**Extracted records**
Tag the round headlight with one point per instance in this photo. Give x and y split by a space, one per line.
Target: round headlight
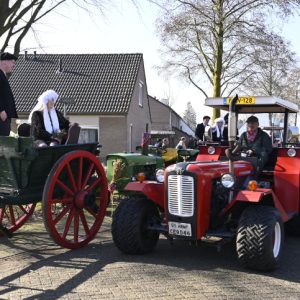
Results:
292 152
211 150
227 180
160 175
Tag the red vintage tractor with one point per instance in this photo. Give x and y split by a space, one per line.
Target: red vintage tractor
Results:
211 197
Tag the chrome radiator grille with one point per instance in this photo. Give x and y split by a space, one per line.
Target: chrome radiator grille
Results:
181 195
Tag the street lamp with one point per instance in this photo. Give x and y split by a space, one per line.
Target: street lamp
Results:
66 101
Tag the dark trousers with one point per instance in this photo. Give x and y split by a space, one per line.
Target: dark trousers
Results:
5 127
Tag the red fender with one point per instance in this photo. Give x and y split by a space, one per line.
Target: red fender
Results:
151 189
208 157
255 197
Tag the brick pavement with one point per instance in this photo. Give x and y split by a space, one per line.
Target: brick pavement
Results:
33 267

**Exercise instructions**
Which lines of the entries above contain the word "vintage"? Copy each of them.

**Reply to the exercise**
Tag the red vintage tractor with one point per instance in this photo. Give x and y split by a space, one per line.
Target: red vintage tractor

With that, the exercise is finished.